• TEXT UNDER STUDY
____

June 1, 2008 Virginia Commonwealth University Massey Cancer Center researchers have identified that a combination of novel anti-cancer compounds is able to kill chronic myelogenous leukemia cells previously resistant to conventional forms of therapy.
Chronic myelogenous leukemia, or CML, is a cancer of the bone marrow caused by a specific genetic abnormality and is one of the more common forms of leukemia. Imatinib mesylate, or Gleevec, is a highly effective anti-cancer agent that has revolutionized the course of therapy for patients with CML. It works by inhibiting the activity of a mutant protein, known as Bcr/Abl, which is responsible for the disease. However, despite initial success, patients eventually become resistant to imatinib mesylate, often through the development of further mutations in the Bcr/Abl protein.
According to Steven Grant, M.D., Massey's associate director for translational research and co-leader of the cancer center's cancer cell biology program, and senior author of the study, resistance to imatinib mesylate prompted the search for newer agents that are active against the mutated forms of Bcr/Abl. Such agents include MK-0457, a Bcr/Abl kinase inhibitor that also targets another protein called an aurora kinase. Aurora kinase plays an important role in mitosis and cell division. In preclinical studies, MK-0457 is active against the T315I Bcr/Abl mutation, a major cause of imatinib resistance, and has shown promise in early clinical trials, Grant said.
In this study, Grant and colleagues examined the effects of combining MK-0457 with vorinostat, a novel targeted agent that has recently been approved for the treatment of cutaneous T-cell lymphoma. They found that this combination leads to a dramatic induction of apoptosis, or programmed cell death in CML cells, including imatinib-resistant cells bearing the T315I or other mutations. The article was pre-published as a First Edition Paper in Blood, the journal of the American Society of Hematology, which appeared online May 27.

____

• COMPLETE THE FOLLOWING
1. Render this sentence from the leukemia research report in Spanish: "Aurora kinase plays an important role in mitosis and cell division."
2. Carry on writing the leukemia research report, picking up right after its last sentence.
The items that follow have no connection to the leukemia research report.

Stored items
____

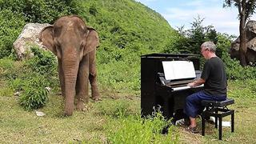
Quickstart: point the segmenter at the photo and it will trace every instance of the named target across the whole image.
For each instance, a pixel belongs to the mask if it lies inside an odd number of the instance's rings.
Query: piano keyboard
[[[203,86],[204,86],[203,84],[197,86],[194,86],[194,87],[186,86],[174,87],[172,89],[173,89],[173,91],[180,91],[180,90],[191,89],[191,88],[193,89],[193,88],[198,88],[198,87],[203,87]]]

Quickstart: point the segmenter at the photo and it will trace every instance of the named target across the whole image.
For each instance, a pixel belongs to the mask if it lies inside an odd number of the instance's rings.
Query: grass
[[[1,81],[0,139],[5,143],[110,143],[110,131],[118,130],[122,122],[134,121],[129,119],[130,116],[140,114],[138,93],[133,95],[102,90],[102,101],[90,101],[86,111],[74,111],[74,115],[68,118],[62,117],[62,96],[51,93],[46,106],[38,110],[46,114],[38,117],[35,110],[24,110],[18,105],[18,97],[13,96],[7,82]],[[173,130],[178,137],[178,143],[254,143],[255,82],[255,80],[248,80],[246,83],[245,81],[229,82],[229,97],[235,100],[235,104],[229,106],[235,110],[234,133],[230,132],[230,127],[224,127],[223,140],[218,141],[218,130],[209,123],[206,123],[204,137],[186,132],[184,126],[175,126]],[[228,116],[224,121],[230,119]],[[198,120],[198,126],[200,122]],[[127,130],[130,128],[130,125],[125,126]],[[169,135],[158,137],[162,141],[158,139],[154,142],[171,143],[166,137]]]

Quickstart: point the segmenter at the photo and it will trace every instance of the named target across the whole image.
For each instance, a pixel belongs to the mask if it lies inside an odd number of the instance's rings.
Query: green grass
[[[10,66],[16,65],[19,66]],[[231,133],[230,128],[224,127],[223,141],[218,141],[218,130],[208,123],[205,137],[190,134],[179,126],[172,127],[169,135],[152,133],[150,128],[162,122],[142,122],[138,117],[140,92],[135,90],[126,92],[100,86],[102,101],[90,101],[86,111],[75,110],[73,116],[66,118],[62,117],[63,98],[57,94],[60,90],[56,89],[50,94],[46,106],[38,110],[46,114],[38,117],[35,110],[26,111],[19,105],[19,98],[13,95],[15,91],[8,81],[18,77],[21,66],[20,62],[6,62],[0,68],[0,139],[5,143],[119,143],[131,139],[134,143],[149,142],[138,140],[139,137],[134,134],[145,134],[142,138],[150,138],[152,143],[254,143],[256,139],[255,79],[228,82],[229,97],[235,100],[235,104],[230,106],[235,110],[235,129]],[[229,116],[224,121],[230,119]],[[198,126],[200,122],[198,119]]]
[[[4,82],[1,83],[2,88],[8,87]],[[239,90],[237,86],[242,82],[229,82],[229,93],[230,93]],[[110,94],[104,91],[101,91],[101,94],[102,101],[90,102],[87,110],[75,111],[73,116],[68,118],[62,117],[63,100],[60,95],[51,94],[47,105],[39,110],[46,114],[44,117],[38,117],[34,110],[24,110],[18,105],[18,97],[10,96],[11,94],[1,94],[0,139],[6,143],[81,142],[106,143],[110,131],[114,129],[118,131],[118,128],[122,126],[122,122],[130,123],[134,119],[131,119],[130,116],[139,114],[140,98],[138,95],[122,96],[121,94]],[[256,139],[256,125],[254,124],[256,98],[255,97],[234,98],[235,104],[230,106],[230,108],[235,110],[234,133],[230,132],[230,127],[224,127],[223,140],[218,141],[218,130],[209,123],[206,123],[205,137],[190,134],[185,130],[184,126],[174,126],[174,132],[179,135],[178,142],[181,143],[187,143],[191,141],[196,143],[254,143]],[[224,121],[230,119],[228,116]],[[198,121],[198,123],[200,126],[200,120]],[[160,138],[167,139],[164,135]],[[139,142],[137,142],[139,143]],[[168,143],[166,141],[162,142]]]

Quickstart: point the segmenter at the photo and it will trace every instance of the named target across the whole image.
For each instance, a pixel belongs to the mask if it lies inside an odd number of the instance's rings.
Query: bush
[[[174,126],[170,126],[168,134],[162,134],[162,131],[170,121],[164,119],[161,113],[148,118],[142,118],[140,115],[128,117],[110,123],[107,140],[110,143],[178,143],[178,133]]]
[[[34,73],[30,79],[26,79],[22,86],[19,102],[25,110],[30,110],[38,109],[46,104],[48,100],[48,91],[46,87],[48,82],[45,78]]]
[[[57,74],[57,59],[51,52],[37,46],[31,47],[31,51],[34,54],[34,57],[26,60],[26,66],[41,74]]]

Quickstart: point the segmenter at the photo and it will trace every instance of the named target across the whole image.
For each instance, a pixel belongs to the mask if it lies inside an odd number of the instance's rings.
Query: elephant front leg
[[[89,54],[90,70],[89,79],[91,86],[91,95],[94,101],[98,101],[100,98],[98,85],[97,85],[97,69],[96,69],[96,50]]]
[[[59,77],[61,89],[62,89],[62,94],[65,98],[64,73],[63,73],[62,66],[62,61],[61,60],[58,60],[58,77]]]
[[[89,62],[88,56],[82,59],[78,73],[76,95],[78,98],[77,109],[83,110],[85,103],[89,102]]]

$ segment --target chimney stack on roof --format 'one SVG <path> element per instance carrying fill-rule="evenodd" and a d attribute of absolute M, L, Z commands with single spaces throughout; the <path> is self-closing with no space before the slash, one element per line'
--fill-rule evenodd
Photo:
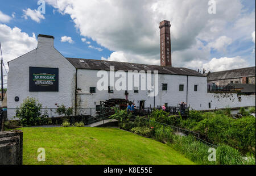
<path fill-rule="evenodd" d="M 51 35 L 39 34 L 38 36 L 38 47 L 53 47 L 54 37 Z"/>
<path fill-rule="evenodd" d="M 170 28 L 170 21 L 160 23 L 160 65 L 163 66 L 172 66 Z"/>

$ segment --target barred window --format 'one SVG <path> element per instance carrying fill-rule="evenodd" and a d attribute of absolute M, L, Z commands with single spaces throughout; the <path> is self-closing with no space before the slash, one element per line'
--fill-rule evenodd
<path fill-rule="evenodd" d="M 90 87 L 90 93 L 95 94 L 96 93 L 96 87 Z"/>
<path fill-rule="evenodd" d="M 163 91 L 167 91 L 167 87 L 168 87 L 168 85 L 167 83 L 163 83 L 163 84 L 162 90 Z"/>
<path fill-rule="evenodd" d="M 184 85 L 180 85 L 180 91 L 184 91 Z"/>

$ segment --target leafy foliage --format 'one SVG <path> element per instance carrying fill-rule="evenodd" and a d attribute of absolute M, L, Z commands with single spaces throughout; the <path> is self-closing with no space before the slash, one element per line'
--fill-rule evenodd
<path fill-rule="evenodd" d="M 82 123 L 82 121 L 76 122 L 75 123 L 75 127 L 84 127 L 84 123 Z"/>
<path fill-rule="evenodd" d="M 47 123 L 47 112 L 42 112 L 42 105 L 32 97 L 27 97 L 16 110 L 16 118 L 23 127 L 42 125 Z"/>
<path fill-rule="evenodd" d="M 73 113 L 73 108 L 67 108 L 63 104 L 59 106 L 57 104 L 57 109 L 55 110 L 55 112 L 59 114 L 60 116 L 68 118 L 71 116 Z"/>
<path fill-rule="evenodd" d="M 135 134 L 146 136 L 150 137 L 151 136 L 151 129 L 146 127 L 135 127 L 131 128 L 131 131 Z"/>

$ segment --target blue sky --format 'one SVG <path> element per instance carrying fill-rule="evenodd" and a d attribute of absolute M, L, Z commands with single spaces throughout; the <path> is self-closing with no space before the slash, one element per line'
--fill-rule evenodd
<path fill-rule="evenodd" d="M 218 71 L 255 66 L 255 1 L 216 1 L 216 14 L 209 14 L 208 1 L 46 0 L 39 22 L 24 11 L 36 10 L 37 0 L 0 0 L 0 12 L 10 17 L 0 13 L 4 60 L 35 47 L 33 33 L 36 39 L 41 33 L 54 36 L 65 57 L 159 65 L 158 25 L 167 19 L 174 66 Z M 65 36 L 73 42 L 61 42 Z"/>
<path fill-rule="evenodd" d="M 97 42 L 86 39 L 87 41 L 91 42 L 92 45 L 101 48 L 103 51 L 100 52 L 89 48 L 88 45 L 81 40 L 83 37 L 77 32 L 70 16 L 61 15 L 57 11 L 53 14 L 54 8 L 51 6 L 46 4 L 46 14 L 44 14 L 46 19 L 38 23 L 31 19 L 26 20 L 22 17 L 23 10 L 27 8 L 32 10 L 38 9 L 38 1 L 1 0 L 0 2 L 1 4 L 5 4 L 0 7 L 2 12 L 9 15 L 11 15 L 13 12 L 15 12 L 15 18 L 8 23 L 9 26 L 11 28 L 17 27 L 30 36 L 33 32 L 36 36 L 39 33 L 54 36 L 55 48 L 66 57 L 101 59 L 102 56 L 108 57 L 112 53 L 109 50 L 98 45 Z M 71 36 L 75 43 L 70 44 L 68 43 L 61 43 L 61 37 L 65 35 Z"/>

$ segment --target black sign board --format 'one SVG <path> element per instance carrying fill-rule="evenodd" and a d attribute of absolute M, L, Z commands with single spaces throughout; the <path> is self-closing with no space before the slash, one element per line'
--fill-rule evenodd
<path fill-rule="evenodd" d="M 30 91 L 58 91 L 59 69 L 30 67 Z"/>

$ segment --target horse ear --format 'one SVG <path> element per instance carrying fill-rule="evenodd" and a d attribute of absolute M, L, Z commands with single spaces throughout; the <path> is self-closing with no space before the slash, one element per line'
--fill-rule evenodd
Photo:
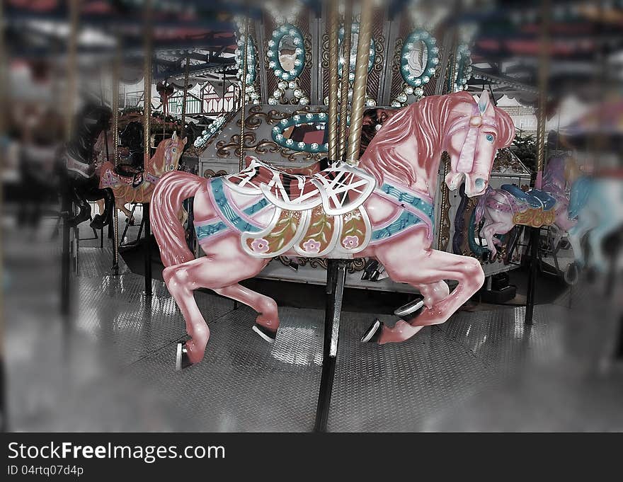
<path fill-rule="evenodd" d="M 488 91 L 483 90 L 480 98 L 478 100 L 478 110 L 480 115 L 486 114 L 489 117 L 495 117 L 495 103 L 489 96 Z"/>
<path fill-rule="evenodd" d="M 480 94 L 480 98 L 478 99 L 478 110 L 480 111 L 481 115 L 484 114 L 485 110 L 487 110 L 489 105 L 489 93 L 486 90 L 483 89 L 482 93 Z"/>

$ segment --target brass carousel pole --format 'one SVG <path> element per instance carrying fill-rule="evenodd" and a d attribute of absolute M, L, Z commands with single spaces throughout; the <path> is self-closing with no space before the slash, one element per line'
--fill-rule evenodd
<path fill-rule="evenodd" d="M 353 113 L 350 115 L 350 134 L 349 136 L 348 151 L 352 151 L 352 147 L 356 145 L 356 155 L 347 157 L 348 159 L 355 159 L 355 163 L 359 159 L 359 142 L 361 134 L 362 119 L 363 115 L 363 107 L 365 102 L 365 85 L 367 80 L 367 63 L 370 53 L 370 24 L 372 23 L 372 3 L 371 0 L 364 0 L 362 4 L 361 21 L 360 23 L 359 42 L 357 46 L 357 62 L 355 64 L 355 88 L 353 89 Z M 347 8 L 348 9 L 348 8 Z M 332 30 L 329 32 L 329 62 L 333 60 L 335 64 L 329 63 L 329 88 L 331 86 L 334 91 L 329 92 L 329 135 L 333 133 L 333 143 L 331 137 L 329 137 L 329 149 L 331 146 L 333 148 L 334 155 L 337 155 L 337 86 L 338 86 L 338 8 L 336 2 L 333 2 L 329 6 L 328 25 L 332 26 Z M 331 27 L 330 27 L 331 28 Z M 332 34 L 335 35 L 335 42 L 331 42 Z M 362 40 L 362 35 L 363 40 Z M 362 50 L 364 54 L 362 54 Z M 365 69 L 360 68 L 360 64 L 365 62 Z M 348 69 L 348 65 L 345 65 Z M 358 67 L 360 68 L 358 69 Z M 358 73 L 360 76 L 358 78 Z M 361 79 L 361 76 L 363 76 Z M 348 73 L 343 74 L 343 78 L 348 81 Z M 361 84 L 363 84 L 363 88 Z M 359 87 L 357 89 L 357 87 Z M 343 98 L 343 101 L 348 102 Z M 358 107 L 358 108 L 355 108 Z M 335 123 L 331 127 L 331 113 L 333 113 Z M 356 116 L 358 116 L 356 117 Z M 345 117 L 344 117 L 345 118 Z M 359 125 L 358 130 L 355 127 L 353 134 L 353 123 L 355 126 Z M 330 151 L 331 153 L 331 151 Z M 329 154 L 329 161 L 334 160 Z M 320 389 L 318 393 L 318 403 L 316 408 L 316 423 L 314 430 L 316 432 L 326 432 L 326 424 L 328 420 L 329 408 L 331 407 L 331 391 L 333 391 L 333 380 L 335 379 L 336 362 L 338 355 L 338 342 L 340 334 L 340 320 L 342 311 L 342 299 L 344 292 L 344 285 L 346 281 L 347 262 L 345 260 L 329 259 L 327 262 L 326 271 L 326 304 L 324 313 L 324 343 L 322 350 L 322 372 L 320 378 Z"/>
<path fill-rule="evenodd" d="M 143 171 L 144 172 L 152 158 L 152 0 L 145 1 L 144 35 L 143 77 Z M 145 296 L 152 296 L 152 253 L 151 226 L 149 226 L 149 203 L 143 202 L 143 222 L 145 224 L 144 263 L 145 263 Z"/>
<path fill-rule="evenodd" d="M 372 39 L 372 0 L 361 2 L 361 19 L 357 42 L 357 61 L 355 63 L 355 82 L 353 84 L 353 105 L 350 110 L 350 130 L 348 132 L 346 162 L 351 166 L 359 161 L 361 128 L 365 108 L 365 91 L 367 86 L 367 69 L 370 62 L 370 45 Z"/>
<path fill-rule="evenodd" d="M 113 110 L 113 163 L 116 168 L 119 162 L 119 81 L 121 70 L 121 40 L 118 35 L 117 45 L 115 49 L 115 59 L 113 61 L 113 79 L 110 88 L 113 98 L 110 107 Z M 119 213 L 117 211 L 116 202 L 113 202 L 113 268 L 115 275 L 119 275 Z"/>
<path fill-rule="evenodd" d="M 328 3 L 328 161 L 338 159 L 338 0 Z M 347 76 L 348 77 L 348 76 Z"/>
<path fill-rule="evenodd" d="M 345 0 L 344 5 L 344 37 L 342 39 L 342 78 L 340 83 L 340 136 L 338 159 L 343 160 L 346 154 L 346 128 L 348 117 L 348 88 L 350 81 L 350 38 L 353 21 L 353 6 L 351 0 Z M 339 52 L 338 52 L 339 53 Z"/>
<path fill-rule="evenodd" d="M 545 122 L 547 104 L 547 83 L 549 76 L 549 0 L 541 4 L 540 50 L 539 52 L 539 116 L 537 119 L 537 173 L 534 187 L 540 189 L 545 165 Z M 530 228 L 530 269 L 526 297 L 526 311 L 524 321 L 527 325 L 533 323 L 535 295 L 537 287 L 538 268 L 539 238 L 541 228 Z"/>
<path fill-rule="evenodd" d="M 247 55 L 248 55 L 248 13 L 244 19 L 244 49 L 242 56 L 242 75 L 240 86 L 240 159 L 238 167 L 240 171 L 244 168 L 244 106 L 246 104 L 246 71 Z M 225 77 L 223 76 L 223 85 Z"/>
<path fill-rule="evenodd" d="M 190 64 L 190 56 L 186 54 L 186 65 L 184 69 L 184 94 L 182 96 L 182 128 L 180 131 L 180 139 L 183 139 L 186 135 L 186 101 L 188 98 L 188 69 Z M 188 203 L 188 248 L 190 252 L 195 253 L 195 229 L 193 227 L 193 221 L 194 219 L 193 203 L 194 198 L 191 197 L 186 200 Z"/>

____

• RESPONSES BY TASK
1. La aurora quinasa desempeña un papel importante en la mitosis y en la división celular.

2.
Further, Grant said that the interaction between these agents may occur at multiple levels, including potentiation of Bcr/Abl inhibition as well as enhanced disruption of aurora kinase and mitosis. In addition, the group demonstrated that vorinostat-mediated up-regulation of Bim, a pro-apoptotic protein, contributed significantly to the effectiveness of this regimen.
"Our findings suggest it may be possible to develop a clinical regimen combining a third-generation Bcr/Abl kinase and aurora kinase inhibitor, such as MK-0457, with histone deacetylase inhibitors, such as vorinostat," Grant said.
"Theoretically, this combination could improve upon the results of Bcr/Abl kinase inhibitors administered alone, particularly in the case of imatinib-resistant disease," he said. Further preclinical studies are underway to test this hypothesis.
This work was supported by grants from the National Institutes of Health, the Leukemia and Lymphoma Society of America, the V Foundation, and the Department of Defense. Merck Pharmaceuticals supplied the agents tested in the preclinical studies.
Grant, who is a professor of medicine and the Shirley Carter and Sture Gordon Olsson Professor of oncology, worked with a team that included: Yun Dai, Ph.D., Shuang Chen, Ph.D., Charis A. Venditti, Xin-Yan Pei, Ph.D., and Tri K. Nguyen, Ph.D., all in the VCU Department of Medicine; and Paul Dent, Ph.D., a professor in the VCU Department of Biochemistry.